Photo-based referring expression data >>
-.-.-
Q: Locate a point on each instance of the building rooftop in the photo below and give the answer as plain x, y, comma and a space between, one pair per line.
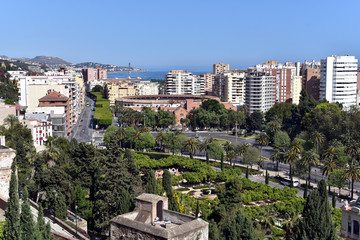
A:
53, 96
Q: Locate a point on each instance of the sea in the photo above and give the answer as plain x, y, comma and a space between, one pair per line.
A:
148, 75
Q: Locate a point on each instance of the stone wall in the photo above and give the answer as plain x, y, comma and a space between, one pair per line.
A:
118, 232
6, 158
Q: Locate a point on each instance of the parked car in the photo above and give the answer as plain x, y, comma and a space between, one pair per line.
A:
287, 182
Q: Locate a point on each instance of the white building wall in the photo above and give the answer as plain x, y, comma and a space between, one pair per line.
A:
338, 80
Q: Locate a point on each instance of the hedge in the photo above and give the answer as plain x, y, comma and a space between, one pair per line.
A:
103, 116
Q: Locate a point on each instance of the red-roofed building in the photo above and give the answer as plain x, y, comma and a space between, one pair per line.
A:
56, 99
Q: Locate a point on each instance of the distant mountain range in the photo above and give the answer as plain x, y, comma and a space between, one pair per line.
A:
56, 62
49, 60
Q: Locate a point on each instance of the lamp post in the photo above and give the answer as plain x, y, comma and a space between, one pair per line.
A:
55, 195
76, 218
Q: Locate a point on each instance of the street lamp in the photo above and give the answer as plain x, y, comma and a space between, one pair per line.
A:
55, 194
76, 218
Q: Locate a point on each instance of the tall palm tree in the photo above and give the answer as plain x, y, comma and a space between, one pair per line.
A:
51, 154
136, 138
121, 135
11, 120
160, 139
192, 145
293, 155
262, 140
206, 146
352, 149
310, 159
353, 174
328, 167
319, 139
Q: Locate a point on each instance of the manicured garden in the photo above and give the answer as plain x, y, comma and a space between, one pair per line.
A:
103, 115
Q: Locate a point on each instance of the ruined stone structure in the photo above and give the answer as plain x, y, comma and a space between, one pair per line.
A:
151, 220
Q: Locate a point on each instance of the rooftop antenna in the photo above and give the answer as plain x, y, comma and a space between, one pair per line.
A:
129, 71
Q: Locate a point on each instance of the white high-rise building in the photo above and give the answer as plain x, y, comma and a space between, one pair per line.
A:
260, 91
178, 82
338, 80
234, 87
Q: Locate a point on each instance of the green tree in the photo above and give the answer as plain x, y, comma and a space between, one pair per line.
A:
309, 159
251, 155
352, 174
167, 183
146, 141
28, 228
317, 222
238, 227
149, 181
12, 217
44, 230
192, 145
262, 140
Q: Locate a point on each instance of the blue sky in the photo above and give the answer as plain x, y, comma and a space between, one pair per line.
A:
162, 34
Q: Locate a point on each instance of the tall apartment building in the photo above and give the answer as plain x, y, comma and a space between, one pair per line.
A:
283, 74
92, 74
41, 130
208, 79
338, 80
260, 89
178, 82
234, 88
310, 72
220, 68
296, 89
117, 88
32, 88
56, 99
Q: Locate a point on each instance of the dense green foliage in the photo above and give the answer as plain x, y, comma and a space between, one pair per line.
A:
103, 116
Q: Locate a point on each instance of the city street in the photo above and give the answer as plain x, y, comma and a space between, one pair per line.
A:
-.-.-
Work instruction >> Each line above has to be returned exactly. Drop the pictures.

Finished exercise >>
Q: Locate a point on each instance of the building rooftop in the photo below and give the answer as plain x, y, comma and a space between, one pair per line.
A:
53, 96
Q: Locate a point on each instance of the sea in the photo above and give the answer as plain x, y, comma and a space between, one pair per line.
A:
148, 75
Q: Locate a point on each instance of the stone wall in the photo above and give the answer as plain x, y, comma and a space between, one pair per line.
A:
118, 232
6, 158
Q: Locate a point on each instance of the parked car in the photo above and give the answer as plain x, y, comma and a space between, one pair per line.
A:
287, 182
Q: Locate a point on each instance of the white building wall in the photo above and give the answer as plain x, y, comma and a space between, one pair per line.
A:
338, 80
Q: Locate a point on each instance of the hedge in the photo above and give the answer as plain x, y, comma and a space between, one pair per line.
A:
103, 116
Q: Locate a point on each instance of the red-roofed building in the photo above and give the answer as plain x, y, comma and a space between, one pair per line.
A:
56, 99
Q: Locate a point on each instance of the distant mountain range in the photo above and give the answer as plain x, y, comma and a space between, one pair per line.
A:
56, 62
49, 60
Q: Locate a point on each instance of the lamp post in the photo above and give the answer as plain x, y, comma and a space between, one pair per line.
A:
55, 195
76, 218
Q: Locate a point on each instance of the street lamp in the photo above and give the answer as plain x, y, comma and a space between, one pair per line.
A:
55, 194
76, 218
Q: Locate a point on each instance of the tall palm tree in the photo above and give the answer as plain x, y, comma and a space between, one pair per line.
A:
51, 154
136, 138
121, 135
11, 120
160, 139
192, 145
293, 155
262, 140
206, 146
352, 149
310, 159
353, 174
328, 167
319, 139
Q: Locate a point on each instance of the manicured garden in the photo above and give the answer as plain x, y, comma and a space between, one pair per line.
A:
103, 115
Q: Locate a point on each instance of the ruined stone structure in the photo above and give the answer as plain x, y, comma and a space between, one pair per line.
A:
151, 220
Q: Locate a point on each instance of the rooftop antenna in the photo above and give the answer as plain x, y, comma and a space between, one pair per line.
A:
129, 71
Q: Locate a point on each instance of the white high-rise building in the photo above and give the answer as plain x, y, comma and a space between, one pair per line.
A:
260, 91
178, 82
338, 80
234, 87
Q: Locate a point on each instance of the green tree in the photo above and give the answer as plain x, y, comma and a space between, one pair per line.
A:
309, 159
251, 155
352, 174
167, 183
146, 141
28, 228
317, 222
238, 227
149, 181
12, 217
44, 230
192, 145
262, 140
Q: Locate a point on each instance of the blue sky in the photo above and give the answer as plain x, y, comma and a space between, one pair per line.
A:
162, 34
Q: Locate a point on each instance of the tall apartment building in the photo above and give the answer as plain x, y, comma and a space between, one pair per line.
A:
283, 74
92, 74
41, 130
208, 79
338, 80
260, 89
178, 82
234, 88
310, 72
220, 68
296, 89
117, 88
32, 88
56, 99
Q: Locate a point on each instance of the dense green foliage in the photo above and give the answer as plain x, y, comma and a space between, one pair per line.
A:
103, 116
Q: Locate a point on each instance of the city street in the photo above and give the answer as plain x, y, comma and a space between, one pair per line.
A:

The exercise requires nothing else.